_Brief_: Exact transcription of the records is required.

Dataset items
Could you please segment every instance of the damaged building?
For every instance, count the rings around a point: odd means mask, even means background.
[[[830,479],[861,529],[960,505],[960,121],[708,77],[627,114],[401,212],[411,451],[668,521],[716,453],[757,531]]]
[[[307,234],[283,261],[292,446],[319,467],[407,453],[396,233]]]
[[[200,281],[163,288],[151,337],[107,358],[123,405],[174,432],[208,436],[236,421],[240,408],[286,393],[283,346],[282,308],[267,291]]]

_Written solution_:
Could you please segment every instance of the damaged building?
For every instance, count the rings around a point: odd means mask, even means background.
[[[830,479],[861,529],[960,505],[960,121],[708,77],[627,114],[401,212],[411,451],[668,521],[716,453],[757,531]]]
[[[307,234],[283,261],[292,446],[319,467],[407,453],[396,233]]]
[[[200,281],[163,288],[151,337],[107,358],[123,405],[174,432],[208,436],[236,421],[240,408],[286,393],[283,346],[282,308],[267,291]]]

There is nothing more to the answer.